▸ Task objective
Here the job is to copy the data exactly and to exclude every image from it.

⟨

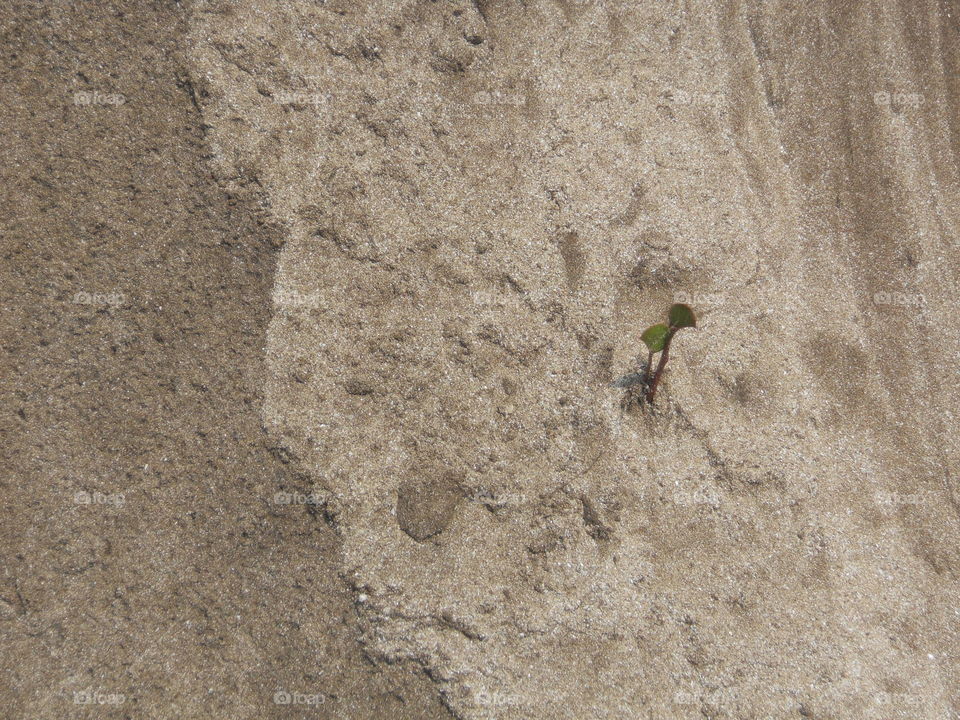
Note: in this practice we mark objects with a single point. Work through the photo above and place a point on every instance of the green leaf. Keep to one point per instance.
(682, 316)
(655, 337)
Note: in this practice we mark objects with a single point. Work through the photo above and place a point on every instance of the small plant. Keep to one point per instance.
(657, 338)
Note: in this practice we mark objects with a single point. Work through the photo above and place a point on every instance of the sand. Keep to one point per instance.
(433, 235)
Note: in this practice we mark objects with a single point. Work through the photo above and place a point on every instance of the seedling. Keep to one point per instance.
(657, 338)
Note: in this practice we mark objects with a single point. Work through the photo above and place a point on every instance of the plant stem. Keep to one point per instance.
(664, 356)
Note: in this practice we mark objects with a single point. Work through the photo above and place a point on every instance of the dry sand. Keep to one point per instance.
(478, 208)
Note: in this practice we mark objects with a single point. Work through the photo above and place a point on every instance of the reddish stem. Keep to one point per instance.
(660, 366)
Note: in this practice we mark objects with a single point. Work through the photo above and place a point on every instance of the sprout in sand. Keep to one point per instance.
(657, 338)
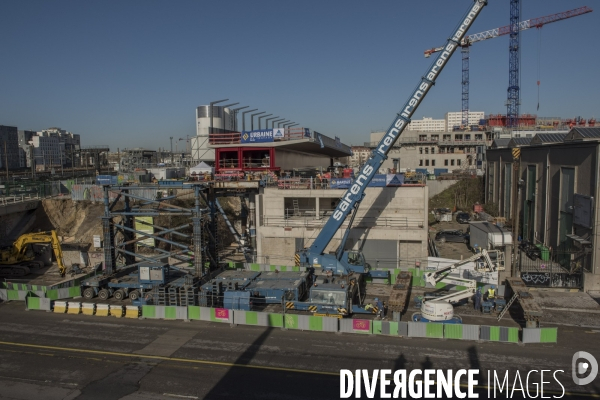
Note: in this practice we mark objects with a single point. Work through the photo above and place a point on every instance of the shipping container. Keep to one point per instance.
(438, 171)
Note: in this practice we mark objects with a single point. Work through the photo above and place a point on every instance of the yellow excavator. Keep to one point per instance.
(17, 260)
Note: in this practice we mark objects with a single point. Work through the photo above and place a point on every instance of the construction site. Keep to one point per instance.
(264, 255)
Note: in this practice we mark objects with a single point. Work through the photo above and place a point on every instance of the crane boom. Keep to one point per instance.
(348, 202)
(523, 25)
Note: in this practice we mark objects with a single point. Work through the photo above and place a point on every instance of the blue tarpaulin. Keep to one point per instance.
(261, 136)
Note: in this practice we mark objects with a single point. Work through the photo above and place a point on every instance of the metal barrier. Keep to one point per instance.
(499, 334)
(540, 335)
(38, 303)
(461, 331)
(164, 312)
(356, 326)
(385, 328)
(210, 314)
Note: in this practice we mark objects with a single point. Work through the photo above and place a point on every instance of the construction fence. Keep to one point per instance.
(301, 322)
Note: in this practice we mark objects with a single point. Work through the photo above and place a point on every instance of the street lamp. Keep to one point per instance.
(235, 110)
(244, 118)
(262, 116)
(267, 121)
(252, 119)
(171, 150)
(273, 122)
(211, 113)
(224, 107)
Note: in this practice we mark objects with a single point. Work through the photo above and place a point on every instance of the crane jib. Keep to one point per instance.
(356, 191)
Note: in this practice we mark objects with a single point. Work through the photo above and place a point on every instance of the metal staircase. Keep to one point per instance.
(512, 300)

⟩

▸ Written response
Note: in this practice we mark objects with a single point. Work through the photo above and place a point on every instance of the green leaf. Keep to one point per instance.
(682, 316)
(655, 337)
Note: in this practice we mark objects with a single point. Work through the photo above and place a point on every instance of the small plant. Keep to one point per instance.
(657, 338)
Note: in this practice we mark objects with a single point. Work through the photo above and place a point on every instance of the sand. Keep to one point per instance.
(433, 235)
Note: in this practice we mark objects with a single point. Work through the photo above and place a point on every instance of the seedling. Keep to one point per instance.
(657, 338)
Note: in this practice we mark objects with a single point. Work through the photo above and place a point on every instance of the plant stem. Keep to one point per instance.
(664, 356)
Note: in this practice we mark objects with a single point. Work through the photo above and place a point on every instance of the dry sand. Keep to one point per instance.
(478, 208)
Note: in this practice we mark objects with a single point. Work through the photo above and place a point on every instance of the reddish stem. Keep to one point per instance.
(660, 366)
Note: in this practice we mark objects with a single point. Work through the photo above and place a point on every instance of the sprout in sand. Keep to one point per instance.
(657, 338)
Note: in this practice we mark objects with a single point. Work through the photo above and place a point on every instance of the shipping container. Keep to one point per instance.
(438, 171)
Note: in this practice we mark objects with a single point. Work through the photo above and place a point on every instance of the yellow excavator. Keep to one point per instance.
(17, 260)
Note: in this practice we mark objects with a single point. Work through the photo above and place a point on every instance of the construction site. Keep to one point per instance.
(264, 255)
Note: in this practice we mark objects with a single point. Work through the photo above and place a point on every instance of the crane boom. Keep to one point per instance.
(348, 202)
(523, 25)
Note: in this practice we mark objects with a single point. Work through the photo above and place a point on every instance of the blue tarpaulin. Keep to one point per instance.
(261, 136)
Note: in this practice we mark objects with a single point. Work through the photo above and place a point on every instance of the metal barrier. Keep to one point per instance.
(499, 334)
(540, 335)
(38, 303)
(461, 331)
(164, 312)
(356, 326)
(385, 328)
(210, 314)
Note: in this practice we mark objects with a single point. Work through the photo above and place a point on every instance of the construction fence. Keep to one point per instance.
(301, 322)
Note: in this practice we mark objects with a single point. Work through the photo above and place a point on every instance of the street lamp. Keep to one point per instance.
(235, 110)
(244, 118)
(262, 116)
(267, 121)
(252, 119)
(171, 150)
(273, 122)
(211, 113)
(224, 107)
Note: in this practice we mark objects with a single point. Work through the photo above and place a point on every instance of the crane jib. Keep to one point per instance.
(356, 191)
Note: in this practice we mark objects with a single point. Work through the photo above and place a point on every instance of the metal staircase. Keep to one point per instance.
(512, 300)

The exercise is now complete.